OBJECTIVE: Make an exact copy of all the records.

***** ROWS *****

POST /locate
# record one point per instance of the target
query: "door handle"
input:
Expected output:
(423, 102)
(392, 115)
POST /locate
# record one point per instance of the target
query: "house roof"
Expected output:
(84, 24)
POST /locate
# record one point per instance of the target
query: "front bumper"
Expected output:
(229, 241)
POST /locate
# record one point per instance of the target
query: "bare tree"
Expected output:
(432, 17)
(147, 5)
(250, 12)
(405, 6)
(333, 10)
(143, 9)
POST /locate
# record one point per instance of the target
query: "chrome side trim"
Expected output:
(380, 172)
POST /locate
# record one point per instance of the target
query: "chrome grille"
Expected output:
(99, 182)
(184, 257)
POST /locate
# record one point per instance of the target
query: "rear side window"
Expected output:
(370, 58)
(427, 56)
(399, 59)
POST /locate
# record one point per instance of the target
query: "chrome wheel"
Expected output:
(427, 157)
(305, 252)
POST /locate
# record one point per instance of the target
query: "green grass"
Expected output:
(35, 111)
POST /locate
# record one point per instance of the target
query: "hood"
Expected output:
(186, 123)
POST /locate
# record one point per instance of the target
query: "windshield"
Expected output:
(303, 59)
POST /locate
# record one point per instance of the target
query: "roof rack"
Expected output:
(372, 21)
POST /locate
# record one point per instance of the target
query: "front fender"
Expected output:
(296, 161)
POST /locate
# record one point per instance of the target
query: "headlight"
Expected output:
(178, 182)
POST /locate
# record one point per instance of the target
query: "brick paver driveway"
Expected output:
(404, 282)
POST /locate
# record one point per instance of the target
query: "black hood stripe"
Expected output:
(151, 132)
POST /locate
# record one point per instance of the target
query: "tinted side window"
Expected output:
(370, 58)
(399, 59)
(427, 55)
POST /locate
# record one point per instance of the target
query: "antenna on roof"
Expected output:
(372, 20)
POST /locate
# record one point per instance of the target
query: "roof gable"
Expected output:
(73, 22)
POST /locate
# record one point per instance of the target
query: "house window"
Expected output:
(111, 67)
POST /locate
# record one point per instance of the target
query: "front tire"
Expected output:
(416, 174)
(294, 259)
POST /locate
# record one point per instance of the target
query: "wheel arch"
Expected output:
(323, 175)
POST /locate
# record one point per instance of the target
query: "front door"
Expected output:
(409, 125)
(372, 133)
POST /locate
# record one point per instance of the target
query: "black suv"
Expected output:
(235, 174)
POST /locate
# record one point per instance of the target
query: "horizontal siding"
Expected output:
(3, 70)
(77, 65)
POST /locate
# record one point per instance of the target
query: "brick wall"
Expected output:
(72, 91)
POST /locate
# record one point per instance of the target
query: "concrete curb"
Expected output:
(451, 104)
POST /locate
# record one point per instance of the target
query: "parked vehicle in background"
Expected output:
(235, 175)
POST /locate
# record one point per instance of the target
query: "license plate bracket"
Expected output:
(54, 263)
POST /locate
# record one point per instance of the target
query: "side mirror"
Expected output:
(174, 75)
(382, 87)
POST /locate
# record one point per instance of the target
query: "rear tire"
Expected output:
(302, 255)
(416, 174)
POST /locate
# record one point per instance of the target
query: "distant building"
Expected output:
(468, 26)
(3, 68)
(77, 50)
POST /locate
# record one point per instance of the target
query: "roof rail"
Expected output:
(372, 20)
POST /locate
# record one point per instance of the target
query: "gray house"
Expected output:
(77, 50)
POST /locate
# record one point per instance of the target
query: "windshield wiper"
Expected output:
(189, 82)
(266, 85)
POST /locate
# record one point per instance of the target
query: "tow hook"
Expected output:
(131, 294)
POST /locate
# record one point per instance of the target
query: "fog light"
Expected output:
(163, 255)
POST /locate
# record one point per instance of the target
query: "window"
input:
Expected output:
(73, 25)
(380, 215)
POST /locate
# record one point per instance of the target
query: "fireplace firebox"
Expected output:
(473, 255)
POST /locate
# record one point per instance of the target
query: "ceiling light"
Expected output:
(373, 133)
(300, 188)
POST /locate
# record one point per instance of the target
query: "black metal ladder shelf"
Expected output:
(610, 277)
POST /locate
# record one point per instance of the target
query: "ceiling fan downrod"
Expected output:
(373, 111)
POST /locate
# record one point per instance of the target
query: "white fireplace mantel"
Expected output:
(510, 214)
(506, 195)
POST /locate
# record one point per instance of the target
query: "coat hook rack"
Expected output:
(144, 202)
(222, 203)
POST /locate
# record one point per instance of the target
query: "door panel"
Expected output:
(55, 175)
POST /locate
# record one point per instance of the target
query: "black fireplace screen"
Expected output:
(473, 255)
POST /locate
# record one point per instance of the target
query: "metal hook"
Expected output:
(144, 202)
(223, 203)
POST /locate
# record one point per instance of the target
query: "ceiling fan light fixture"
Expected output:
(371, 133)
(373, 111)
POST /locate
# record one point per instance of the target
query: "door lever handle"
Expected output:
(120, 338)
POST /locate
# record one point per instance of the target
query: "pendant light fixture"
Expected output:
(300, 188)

*****

SOLUTION FOR THIS EXERCISE:
POST /locate
# record one point per instance of the target
query: "door handle"
input:
Expected output:
(423, 102)
(392, 115)
POST /locate
# record one point per instance of the target
query: "house roof"
Expected output:
(84, 24)
POST /locate
# record one point per instance of the target
query: "front bumper"
Expected output:
(229, 241)
POST /locate
# record one point per instance of the target
query: "bare tree"
Expected output:
(432, 17)
(147, 5)
(250, 12)
(405, 6)
(333, 10)
(143, 9)
POST /locate
# record one point per instance of the target
query: "chrome side trim"
Expected output:
(380, 172)
POST /locate
# record one point per instance of the target
query: "chrome grille"
Expected output:
(99, 182)
(184, 257)
POST /locate
# record one point per instance of the target
query: "rear side window"
Expected output:
(370, 58)
(427, 56)
(399, 59)
POST /locate
# record one point per instance of the target
query: "chrome wheel"
Expected output:
(427, 157)
(305, 252)
POST /locate
# record one point per instance of the target
query: "green grass"
Expected output:
(35, 111)
POST /locate
# record one point per instance of the target
query: "hood"
Expected output:
(186, 123)
POST /locate
# record one point per instance of the target
query: "windshield"
Expected output:
(303, 59)
POST /locate
# record one point per instance of the target
query: "roof rack"
Expected output:
(372, 21)
POST /locate
# record one point per instance of the target
query: "front fender"
Expected output:
(296, 161)
POST /locate
# record one point per instance of the target
query: "headlight"
Expected output:
(178, 182)
POST /locate
# record one point per instance of the target
query: "brick paver driveway"
Expected output:
(404, 282)
POST /locate
# record one point per instance of the target
query: "black hood stripe"
Expected output:
(151, 132)
POST /locate
# record one point per instance of the target
query: "tinted side window"
Expected output:
(370, 58)
(399, 59)
(427, 55)
POST /locate
# record one point per instance of the target
query: "antenna on roof"
Expected output:
(372, 20)
POST /locate
# record one point per instance of the target
query: "roof gable"
Expected output:
(73, 22)
POST /locate
# record one point per instance of the target
query: "house window"
Expected output:
(111, 67)
POST /locate
# record one point per instance of the target
query: "front tire"
Expected output:
(416, 174)
(294, 259)
POST /locate
# record one point per instance of the target
query: "wheel arch"
Expected output:
(323, 175)
POST /locate
# record one point per instance of the target
query: "front door"
Expected output:
(409, 125)
(372, 133)
POST /locate
# record one point per instance of the target
query: "black suv"
Expected output:
(235, 174)
POST /locate
# record one point per instance of the target
query: "horizontal siding"
Expected output:
(3, 70)
(77, 65)
POST /locate
# record one point per instance of the target
query: "brick wall"
Expected output:
(72, 91)
POST /locate
# record one point per instance of the target
query: "concrete curb"
Expected output:
(451, 104)
POST /locate
# record one point per instance of the target
query: "parked vehicle in background"
Expected output:
(235, 175)
POST /locate
# record one point per instance of the target
query: "license plate bracket"
Expected output:
(54, 263)
POST /locate
# record one point per instance of the target
query: "side mirror"
Expected output:
(174, 75)
(382, 87)
POST /locate
# record one point per instance of the target
query: "rear tire"
Expected output:
(302, 255)
(416, 174)
POST /locate
# record one point per instance of the target
query: "distant building"
Expected output:
(468, 26)
(3, 68)
(77, 50)
POST /locate
# record one point per instance of the target
query: "roof rail"
Expected output:
(372, 20)
POST /locate
# record one point per instance of the target
query: "gray house"
Expected output:
(77, 50)
POST /locate
# record one point per instance of the target
query: "windshield wiper"
Expected output:
(189, 82)
(266, 85)
POST /locate
# record one point per instance of the target
query: "tow hook"
Expected output:
(131, 294)
POST /locate
# record one point per instance of the target
query: "fog light"
Expected output:
(163, 255)
POST /locate
# record one point per instance of the target
query: "window"
input:
Expected output:
(73, 25)
(380, 215)
POST /locate
# record one point per instance of the target
query: "fireplace firebox"
Expected output:
(473, 255)
POST /locate
# record one point per instance of the target
query: "ceiling light"
Expected output:
(373, 133)
(300, 188)
POST /locate
# record one point per instance of the target
query: "black metal ladder shelf"
Expected output:
(610, 277)
POST /locate
# record one point per instance of the target
query: "ceiling fan downrod"
Expected output:
(373, 111)
POST /locate
# record one point per instance of the target
query: "white fireplace mantel"
Expected output:
(510, 214)
(506, 195)
POST /locate
# record one point per instance of the target
query: "coat hook rack"
Expected output:
(144, 202)
(222, 203)
POST /locate
# record one point per instance of the target
query: "door panel"
Expected output:
(55, 175)
POST /locate
# record one point per instance of the target
query: "black fireplace screen"
Expected output:
(473, 255)
POST /locate
# record one point per instance of the target
query: "metal hook"
Expected output:
(144, 202)
(223, 203)
POST /locate
# record one point per instance of the target
query: "ceiling fan light fixture"
Expected output:
(371, 133)
(373, 111)
POST /locate
# record one point per instance of the target
query: "door lever handle"
Expected output:
(120, 338)
POST /locate
# record one point per instance of the target
query: "pendant light fixture"
Expected output:
(300, 188)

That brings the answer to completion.